- Set tasks -
1 - In the bidding thread, how many of the 50 bids sent out in 30 days turned out to be viable?
2 - Report how many lines of the entries contain the string "vertical". Give only the number, and treat case as significant.

# Bidding



## guyute65045 (Nov 23, 2006)

is starting to feel like Pi$$ing into the wind these days. Got told this week that I was low site# for 3 of the 5 GC's I gave a number for a project that let. The winning bidder asked me to cut 15-20k off of it if I wanted to be competitive.  that! 
I hope next year is better than this one, I have 6 bids due this week only one has less than 20 bidders.


----------



## rino1494 (Jan 31, 2006)

Feel lucky. I was bidding my face off in the fall and got little. Now I have nothing to bid at all.


----------



## Upchuck (Apr 7, 2009)

Bidding? What's that?

Phone hasn't rung in a month. Priced a subdivision due to start in spring. Doubt we'll get it.

Confidence not high for new year.


----------



## az dirt mover (Dec 9, 2009)

When it comes to bidding, you have to take a cold hard look at yourself AND your clients. I was with a Company where we put out 50 bids in 30 days ( various dollar / bid amounts ) and did not achieve satisfaction. We looked at the bids. How many were 'hard' bids ? Jobs that were actually gonna get built. How many were budget / preliminary bids ? How many bids were to GC's that would actually use us ? So forth and so on. Only 20 of the bids were 'viable'. In other words, you have to do the 'research' and be honest with yourself. Not just crank out numbers.


----------



## Vinny (Jul 21, 2007)

Guyute, I can go on a rant but it would be of little help.

But I can also at least say (and I'm sure you already realize) your not alone by a long shot. Even in the end of the business (direct to homeowner) where we have always been able to distiguish ourselves and be succesful, is down the sh!ter. 

I too like many here wish next year to be better, but I also am a realist and my head tells me different. Untill the market gets rid of the excess guys out there with iron, this isnt going to change, at least not much better anyway.


----------



## guyute65045 (Nov 23, 2006)

well 4 down 2 to go. 1 possible project and got out bid 3 times. I have a good feeling about the next one.:laughing: I am sure the other 23 bidders do too though.


----------



## Little (Jul 22, 2006)

Same thing down this way, not a damn thing out there for bid. And yes that is the current trend you amongst 30 other contractors in a fight for a job and you always see those 2 or 3 guys you know are going to low ball their numbers soo bad that it makes you sick and just say ok i can forget about this one.


----------



## cexcavation (Apr 17, 2008)

One would hope that eventually the "low bid wins" process will be revised to a certain degree. Anyone can produce a low number, however, producing a quality product at a fair price should be the goal. 

I have heard of the Forest Service setting a low end range on bids where if your bid is too low, they won't consider you for the project. The reason being, they had too many contractors who could not complete projects when they ran out of money.

When you see companies bidding projects at your cost, you can only assume that they are not going to produce the quality, or that they are banking on change orders. Hopefully, these practices will eventually weed themselves out through cause and effect, but for now this seems to be the trend.

Good luck everyone!!!:thumbsup:


----------



## dayexco (Mar 4, 2006)

we're not going to see an upswing in our work, until you drive by factories in your communities and *NOT* see them sitting half empty. there's just no money folks.


----------



## guyute65045 (Nov 23, 2006)

- Dataset rows -
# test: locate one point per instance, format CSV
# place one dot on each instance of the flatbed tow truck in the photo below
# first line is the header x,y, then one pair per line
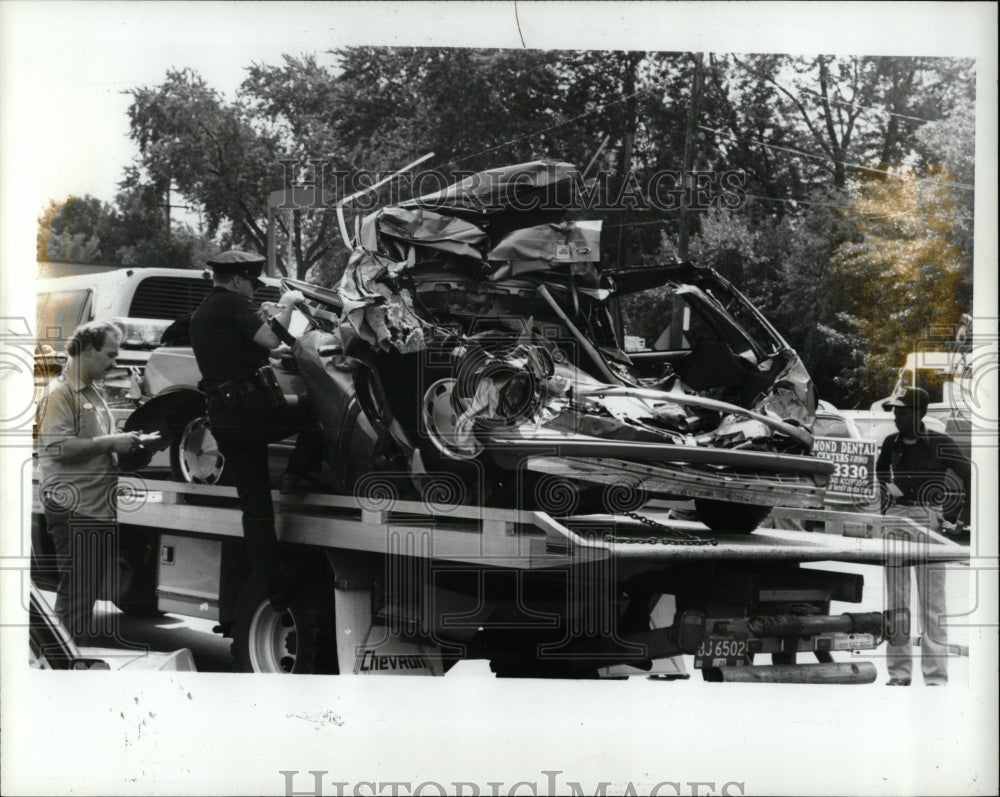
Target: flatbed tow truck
x,y
394,587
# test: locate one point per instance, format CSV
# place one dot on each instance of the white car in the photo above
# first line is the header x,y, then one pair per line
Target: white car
x,y
52,648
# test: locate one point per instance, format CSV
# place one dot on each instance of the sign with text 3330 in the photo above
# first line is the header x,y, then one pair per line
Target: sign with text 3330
x,y
854,466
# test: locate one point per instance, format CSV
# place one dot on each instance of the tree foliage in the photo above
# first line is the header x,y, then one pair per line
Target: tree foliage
x,y
857,171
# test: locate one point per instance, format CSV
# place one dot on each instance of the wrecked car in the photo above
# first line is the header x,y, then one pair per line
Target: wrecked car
x,y
474,350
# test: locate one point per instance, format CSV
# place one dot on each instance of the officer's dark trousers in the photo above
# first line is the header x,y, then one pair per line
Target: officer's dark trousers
x,y
243,434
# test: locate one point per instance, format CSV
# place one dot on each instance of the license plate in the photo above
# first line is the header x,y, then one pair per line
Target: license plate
x,y
722,652
854,642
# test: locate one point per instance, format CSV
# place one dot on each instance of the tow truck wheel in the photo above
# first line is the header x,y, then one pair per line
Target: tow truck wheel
x,y
728,516
298,639
195,457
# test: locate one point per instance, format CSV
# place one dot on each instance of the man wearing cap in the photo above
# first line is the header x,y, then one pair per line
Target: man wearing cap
x,y
913,472
232,339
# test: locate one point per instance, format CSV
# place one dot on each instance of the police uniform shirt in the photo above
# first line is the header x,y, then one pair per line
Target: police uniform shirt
x,y
918,469
89,487
222,330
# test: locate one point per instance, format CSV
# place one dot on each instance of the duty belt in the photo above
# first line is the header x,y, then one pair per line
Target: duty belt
x,y
228,394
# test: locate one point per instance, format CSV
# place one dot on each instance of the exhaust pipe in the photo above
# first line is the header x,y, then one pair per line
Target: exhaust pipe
x,y
833,673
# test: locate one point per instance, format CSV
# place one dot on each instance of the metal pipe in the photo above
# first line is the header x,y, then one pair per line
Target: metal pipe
x,y
340,205
807,625
834,673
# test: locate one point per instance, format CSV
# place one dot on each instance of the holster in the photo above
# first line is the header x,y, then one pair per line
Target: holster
x,y
274,396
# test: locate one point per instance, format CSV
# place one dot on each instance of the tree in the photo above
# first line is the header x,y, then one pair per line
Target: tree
x,y
900,273
78,230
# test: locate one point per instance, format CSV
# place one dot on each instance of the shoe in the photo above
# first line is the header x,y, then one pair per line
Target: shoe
x,y
298,484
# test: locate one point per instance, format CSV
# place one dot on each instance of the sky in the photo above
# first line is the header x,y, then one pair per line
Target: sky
x,y
63,130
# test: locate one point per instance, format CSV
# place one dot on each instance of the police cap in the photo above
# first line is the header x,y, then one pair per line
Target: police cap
x,y
915,398
238,263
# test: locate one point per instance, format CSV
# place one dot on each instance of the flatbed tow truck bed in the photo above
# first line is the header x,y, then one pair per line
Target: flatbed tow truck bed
x,y
411,587
513,538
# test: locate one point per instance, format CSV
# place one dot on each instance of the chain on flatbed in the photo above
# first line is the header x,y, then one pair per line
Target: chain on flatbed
x,y
678,537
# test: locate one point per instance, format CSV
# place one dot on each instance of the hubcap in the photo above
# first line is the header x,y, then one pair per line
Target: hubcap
x,y
201,461
273,644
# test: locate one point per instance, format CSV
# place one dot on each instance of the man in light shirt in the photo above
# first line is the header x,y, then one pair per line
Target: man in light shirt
x,y
78,451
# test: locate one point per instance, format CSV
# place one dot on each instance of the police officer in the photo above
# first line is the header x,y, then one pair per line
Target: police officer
x,y
232,339
912,470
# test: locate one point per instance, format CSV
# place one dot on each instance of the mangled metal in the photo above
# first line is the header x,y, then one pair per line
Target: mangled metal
x,y
487,311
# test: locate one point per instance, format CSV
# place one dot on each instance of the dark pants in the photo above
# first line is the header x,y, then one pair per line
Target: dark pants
x,y
243,434
86,558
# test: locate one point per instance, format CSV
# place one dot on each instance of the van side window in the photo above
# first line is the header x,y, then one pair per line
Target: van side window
x,y
58,313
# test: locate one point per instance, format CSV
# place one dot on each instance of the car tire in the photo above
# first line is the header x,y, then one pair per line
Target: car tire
x,y
728,516
299,639
194,454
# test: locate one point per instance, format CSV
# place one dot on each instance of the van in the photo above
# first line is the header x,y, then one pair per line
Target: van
x,y
142,301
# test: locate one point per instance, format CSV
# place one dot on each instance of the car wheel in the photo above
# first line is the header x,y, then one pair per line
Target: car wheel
x,y
728,516
195,457
299,639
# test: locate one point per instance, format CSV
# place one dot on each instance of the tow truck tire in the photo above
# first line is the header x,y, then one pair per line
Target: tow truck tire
x,y
298,640
728,516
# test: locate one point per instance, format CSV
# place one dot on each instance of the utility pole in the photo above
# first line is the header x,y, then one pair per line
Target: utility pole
x,y
631,64
689,154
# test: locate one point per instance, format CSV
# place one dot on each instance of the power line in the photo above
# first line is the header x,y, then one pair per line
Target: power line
x,y
852,104
572,119
792,202
828,159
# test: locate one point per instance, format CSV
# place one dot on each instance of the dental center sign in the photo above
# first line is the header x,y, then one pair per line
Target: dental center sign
x,y
854,465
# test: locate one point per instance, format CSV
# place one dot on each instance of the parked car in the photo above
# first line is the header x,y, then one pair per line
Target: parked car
x,y
143,302
52,648
472,343
878,424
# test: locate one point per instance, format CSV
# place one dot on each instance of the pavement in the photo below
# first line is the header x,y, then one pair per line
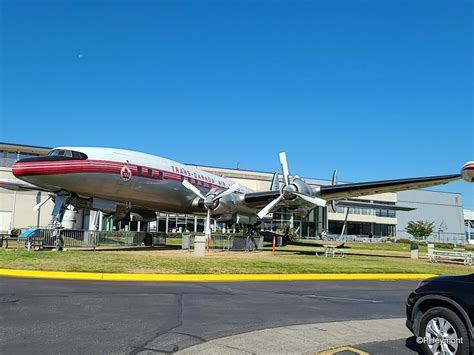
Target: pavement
x,y
44,316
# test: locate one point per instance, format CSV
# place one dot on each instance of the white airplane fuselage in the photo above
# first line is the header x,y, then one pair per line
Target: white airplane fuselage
x,y
126,177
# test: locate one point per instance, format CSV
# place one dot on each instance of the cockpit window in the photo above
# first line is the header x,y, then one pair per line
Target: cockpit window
x,y
67,153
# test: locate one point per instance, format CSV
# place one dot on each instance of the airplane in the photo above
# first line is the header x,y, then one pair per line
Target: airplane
x,y
122,182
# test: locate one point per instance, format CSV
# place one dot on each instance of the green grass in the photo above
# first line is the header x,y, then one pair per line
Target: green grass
x,y
289,259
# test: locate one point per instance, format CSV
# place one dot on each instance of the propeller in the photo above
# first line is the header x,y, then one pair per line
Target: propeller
x,y
210,201
38,206
334,182
290,190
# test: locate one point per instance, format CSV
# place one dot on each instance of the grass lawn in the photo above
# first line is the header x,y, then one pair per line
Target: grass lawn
x,y
296,258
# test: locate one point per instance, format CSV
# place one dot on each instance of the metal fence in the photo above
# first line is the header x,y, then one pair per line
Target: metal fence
x,y
226,242
68,238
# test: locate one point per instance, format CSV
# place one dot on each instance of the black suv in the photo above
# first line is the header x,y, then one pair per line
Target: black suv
x,y
440,313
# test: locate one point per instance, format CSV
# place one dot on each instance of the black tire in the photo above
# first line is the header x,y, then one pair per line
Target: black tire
x,y
435,314
148,241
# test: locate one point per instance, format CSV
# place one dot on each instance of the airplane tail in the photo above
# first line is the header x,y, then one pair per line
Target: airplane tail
x,y
275,183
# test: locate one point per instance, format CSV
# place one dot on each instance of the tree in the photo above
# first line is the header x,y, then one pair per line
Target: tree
x,y
420,229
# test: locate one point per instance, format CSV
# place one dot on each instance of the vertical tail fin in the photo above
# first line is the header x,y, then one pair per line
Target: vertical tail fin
x,y
275,183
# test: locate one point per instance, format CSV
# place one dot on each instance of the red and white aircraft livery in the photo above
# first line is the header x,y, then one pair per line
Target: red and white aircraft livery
x,y
119,182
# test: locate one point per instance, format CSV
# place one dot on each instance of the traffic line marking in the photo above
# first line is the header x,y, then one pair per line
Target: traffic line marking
x,y
202,277
343,350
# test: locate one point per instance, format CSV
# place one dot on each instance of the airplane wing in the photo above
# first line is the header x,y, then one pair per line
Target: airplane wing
x,y
346,191
18,185
343,191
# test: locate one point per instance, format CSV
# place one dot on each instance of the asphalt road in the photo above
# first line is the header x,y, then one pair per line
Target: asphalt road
x,y
95,317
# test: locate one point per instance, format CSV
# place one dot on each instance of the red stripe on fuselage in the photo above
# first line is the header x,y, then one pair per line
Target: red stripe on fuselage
x,y
468,166
96,166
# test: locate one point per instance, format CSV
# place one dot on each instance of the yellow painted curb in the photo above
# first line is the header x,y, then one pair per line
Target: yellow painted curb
x,y
201,277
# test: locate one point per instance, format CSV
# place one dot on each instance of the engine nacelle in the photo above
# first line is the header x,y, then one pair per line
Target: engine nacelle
x,y
467,171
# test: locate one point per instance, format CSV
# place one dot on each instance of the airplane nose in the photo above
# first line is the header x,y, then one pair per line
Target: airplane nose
x,y
467,171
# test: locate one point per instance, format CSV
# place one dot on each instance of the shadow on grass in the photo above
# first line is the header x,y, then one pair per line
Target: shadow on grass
x,y
136,248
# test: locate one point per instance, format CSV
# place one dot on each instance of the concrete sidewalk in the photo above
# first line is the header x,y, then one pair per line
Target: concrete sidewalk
x,y
305,339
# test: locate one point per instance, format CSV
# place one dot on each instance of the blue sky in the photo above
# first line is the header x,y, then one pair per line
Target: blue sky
x,y
376,89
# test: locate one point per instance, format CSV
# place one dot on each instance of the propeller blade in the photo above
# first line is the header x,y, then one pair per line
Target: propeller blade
x,y
230,190
284,168
314,200
207,227
38,206
193,188
269,207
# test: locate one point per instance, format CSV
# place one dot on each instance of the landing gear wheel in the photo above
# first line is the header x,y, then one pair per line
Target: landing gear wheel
x,y
443,332
58,244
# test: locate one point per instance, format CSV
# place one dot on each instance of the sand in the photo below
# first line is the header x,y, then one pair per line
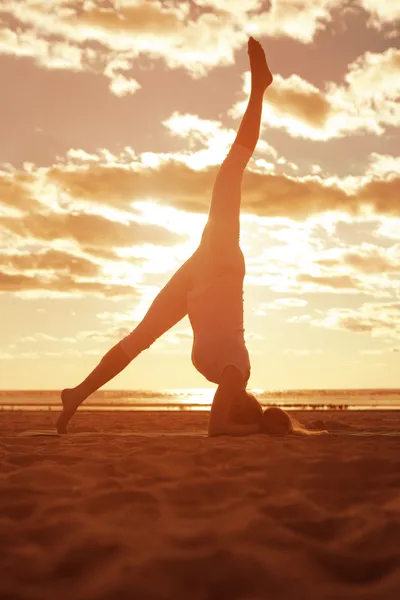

- Solutions per task -
1 - Only 20 of the bids were viable.

2 - 2